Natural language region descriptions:
· · · · · · ·

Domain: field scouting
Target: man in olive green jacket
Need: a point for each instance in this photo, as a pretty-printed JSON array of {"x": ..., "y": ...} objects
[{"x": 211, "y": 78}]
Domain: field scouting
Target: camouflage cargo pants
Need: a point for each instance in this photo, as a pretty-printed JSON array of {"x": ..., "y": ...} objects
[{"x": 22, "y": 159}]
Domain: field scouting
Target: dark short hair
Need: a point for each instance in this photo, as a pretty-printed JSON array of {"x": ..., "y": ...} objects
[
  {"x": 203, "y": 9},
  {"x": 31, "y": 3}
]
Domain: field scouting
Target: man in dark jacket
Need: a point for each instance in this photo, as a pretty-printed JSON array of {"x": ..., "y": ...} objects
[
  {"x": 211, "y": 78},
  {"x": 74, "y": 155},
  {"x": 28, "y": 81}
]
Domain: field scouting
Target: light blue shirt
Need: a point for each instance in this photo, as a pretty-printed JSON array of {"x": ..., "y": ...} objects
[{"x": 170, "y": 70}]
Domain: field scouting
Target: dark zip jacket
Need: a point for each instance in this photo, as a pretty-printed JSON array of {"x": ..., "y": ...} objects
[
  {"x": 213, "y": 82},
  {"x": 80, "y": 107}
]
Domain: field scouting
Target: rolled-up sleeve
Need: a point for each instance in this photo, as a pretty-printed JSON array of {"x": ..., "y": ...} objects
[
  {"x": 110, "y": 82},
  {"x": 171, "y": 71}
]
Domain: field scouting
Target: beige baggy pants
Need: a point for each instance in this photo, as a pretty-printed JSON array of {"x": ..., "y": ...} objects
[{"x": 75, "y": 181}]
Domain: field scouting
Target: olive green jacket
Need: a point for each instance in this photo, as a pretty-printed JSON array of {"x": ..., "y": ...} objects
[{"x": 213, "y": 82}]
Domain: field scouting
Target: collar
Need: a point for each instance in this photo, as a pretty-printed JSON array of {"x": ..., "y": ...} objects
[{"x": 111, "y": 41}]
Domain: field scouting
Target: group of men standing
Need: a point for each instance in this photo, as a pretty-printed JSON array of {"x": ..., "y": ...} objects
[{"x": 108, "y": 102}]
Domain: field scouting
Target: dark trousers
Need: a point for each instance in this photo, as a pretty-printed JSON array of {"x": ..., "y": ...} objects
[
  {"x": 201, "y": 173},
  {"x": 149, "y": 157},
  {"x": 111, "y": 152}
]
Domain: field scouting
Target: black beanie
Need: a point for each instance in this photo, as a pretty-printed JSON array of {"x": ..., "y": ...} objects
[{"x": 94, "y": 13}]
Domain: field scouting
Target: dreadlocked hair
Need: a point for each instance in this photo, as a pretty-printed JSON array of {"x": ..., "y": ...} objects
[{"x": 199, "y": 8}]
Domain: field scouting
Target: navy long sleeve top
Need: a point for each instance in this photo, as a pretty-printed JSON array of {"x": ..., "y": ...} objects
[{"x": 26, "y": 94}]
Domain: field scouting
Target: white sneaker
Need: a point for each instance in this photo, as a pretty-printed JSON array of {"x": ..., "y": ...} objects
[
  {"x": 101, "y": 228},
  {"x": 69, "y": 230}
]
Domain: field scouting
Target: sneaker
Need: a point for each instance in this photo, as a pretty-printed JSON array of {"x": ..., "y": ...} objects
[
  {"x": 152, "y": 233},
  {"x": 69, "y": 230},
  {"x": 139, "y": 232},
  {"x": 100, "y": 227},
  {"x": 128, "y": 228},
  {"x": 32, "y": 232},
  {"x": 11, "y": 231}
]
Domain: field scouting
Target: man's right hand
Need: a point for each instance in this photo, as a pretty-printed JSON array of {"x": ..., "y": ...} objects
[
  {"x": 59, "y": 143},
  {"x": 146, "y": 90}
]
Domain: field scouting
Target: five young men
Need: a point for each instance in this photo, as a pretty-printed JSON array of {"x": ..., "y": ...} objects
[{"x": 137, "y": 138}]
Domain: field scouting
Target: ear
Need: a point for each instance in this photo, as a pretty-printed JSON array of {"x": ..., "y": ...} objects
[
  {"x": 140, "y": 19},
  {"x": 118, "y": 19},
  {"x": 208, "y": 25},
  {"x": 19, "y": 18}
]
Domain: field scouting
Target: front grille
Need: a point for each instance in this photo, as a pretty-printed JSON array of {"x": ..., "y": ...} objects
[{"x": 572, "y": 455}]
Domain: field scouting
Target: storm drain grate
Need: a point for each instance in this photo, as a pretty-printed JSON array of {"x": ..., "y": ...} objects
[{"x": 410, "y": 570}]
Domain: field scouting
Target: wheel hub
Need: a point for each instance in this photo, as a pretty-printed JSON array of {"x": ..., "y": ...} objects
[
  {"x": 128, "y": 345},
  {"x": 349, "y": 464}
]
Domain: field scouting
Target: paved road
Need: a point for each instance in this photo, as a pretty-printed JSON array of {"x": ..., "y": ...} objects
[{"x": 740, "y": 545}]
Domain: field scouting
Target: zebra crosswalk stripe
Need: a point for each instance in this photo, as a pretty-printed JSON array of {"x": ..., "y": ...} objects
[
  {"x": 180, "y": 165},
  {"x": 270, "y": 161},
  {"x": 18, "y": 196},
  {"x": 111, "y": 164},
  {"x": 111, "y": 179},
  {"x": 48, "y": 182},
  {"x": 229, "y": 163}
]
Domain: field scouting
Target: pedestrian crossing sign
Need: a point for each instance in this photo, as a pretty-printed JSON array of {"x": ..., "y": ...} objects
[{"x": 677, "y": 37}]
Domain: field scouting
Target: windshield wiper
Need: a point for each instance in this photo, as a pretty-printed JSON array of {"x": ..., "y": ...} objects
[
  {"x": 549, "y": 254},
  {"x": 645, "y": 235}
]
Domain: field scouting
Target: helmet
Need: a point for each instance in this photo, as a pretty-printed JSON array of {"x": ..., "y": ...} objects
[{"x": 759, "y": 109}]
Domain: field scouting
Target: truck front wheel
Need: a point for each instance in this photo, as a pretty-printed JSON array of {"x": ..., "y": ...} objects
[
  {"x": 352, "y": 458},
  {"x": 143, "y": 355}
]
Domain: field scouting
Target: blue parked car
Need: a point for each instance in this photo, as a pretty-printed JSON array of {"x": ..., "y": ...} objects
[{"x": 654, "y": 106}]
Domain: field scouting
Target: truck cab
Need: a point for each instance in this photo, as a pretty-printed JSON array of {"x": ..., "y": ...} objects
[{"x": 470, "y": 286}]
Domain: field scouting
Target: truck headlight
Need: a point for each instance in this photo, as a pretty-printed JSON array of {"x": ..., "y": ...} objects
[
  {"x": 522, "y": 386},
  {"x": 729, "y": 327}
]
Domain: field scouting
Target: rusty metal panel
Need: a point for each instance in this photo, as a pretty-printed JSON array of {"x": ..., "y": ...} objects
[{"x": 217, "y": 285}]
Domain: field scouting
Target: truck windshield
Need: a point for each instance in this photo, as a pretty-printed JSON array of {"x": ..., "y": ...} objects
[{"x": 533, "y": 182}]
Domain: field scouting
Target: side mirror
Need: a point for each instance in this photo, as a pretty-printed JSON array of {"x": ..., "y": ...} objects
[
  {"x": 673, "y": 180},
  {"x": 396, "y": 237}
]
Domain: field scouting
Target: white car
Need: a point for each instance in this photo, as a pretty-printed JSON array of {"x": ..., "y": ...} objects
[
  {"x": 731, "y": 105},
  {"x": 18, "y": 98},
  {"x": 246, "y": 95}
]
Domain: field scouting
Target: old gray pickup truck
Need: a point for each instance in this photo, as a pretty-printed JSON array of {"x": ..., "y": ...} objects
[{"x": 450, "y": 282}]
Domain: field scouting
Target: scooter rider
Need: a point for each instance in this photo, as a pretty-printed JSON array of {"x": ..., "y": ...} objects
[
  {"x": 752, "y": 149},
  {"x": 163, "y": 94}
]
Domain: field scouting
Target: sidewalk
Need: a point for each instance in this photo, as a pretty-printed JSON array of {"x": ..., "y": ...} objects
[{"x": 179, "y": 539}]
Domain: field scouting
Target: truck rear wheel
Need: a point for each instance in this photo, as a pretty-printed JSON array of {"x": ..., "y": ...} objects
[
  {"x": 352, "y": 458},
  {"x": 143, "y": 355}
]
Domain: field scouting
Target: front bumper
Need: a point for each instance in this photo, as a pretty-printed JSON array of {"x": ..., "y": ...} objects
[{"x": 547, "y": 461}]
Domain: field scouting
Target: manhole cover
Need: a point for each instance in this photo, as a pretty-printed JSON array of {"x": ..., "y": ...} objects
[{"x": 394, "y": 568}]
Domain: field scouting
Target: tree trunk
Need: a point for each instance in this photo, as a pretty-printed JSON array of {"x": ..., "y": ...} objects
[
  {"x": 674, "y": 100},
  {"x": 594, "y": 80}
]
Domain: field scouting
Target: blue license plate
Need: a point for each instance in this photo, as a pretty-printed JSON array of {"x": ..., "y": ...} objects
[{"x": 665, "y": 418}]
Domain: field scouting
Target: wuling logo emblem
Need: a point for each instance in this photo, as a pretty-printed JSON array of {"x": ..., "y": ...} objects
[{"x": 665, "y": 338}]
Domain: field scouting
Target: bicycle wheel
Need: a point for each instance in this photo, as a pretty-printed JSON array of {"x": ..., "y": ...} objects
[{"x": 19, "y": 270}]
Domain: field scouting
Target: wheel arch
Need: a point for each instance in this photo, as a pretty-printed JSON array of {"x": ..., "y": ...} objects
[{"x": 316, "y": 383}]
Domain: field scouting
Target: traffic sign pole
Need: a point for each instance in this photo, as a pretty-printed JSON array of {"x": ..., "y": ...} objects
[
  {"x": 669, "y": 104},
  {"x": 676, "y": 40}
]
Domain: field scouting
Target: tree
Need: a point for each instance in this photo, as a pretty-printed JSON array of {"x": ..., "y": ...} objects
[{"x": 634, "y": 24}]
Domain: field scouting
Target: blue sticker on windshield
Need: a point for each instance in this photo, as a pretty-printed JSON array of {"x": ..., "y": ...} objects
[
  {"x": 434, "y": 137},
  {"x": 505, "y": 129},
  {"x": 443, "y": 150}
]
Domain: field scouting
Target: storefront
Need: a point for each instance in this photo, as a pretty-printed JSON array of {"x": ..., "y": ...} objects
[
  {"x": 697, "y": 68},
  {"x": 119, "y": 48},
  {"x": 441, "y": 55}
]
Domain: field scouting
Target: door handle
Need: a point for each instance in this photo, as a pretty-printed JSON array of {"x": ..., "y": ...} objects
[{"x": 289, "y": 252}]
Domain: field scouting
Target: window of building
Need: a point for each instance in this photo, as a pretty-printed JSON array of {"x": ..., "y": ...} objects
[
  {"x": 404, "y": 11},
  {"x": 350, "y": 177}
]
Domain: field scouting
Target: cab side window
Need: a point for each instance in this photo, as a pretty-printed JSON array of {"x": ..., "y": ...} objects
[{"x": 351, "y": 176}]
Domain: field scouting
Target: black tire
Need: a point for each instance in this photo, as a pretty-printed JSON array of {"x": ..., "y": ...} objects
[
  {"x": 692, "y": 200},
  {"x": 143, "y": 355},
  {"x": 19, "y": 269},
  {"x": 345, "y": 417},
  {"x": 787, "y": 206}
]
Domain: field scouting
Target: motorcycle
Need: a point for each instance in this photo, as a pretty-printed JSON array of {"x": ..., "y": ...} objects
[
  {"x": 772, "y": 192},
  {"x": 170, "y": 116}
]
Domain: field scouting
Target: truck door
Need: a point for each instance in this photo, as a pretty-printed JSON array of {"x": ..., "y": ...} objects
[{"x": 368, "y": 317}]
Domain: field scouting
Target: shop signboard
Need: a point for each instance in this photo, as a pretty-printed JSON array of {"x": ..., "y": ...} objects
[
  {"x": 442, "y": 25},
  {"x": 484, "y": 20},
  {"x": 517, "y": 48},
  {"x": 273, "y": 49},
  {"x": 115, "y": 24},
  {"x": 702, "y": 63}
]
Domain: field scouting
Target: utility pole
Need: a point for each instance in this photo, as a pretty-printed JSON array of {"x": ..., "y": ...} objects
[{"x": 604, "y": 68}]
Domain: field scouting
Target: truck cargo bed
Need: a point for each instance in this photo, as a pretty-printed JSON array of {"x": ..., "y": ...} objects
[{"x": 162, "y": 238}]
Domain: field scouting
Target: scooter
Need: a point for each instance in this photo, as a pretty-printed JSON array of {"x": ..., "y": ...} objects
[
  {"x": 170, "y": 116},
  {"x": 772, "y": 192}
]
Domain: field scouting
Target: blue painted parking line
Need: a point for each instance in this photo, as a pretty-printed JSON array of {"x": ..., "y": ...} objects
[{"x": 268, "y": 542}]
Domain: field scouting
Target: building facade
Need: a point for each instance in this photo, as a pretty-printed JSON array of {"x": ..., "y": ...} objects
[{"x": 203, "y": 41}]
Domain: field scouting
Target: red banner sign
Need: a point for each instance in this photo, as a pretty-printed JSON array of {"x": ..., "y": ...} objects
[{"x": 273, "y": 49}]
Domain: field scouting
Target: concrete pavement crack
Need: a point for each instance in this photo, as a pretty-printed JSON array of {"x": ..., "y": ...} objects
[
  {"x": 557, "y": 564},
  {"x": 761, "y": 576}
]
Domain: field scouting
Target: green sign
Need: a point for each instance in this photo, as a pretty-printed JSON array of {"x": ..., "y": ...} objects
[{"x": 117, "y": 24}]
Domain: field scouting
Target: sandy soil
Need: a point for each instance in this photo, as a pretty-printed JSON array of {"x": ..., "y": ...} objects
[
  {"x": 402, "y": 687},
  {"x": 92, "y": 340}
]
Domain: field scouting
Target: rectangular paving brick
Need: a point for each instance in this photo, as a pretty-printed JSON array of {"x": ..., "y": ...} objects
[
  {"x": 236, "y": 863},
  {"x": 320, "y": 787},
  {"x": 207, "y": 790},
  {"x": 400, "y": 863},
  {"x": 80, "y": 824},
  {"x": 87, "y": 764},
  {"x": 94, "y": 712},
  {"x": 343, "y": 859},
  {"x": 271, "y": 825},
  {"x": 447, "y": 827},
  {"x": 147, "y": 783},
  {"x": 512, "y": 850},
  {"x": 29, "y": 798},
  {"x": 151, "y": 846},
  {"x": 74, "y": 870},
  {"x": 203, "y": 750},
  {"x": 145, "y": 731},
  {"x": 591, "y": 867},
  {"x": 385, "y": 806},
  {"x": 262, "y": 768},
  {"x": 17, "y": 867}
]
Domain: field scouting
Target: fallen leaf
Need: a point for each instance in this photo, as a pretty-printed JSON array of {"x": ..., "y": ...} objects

· · · · · · ·

DESCRIPTION OF THE TASK: The output must consist solely of the lines from the first line of the records through the line containing "Target: beige baggy pants", reproduced exactly.

RESPONSE BOX:
Domain: field scouting
Target: man in olive green jacket
Need: a point for each instance in this photo, as a pretty-printed JSON array of {"x": ..., "y": ...} objects
[{"x": 211, "y": 78}]
Domain: field scouting
Target: camouflage cargo pants
Need: a point for each instance in this photo, as a pretty-printed JSON array of {"x": ..., "y": ...} objects
[{"x": 22, "y": 159}]
Domain: field scouting
Target: dark short hair
Need: a point for each instance in this photo, as a pretty-printed JSON array of {"x": ..., "y": ...} objects
[
  {"x": 203, "y": 9},
  {"x": 31, "y": 3}
]
Domain: field scouting
Target: man in dark jacket
Need: a point for each instance in this photo, as a pretty-printed JSON array of {"x": ..., "y": ...} objects
[
  {"x": 211, "y": 78},
  {"x": 74, "y": 155},
  {"x": 28, "y": 81}
]
Domain: field scouting
Target: light blue shirt
Need: a point for each instance in this photo, as a pretty-printed JSON array of {"x": ..., "y": ...} objects
[{"x": 170, "y": 70}]
Domain: field scouting
Target: dark zip jacket
Need: a point for each instance in this photo, as a pretty-printed JSON array of {"x": ..., "y": ...} objects
[
  {"x": 213, "y": 82},
  {"x": 80, "y": 107}
]
Domain: field scouting
Target: rolled-up sleeve
Need: a point for each instance in this photo, as a pretty-printed JSON array of {"x": ..., "y": ...} objects
[
  {"x": 110, "y": 82},
  {"x": 171, "y": 71}
]
Domain: field scouting
Target: beige baggy pants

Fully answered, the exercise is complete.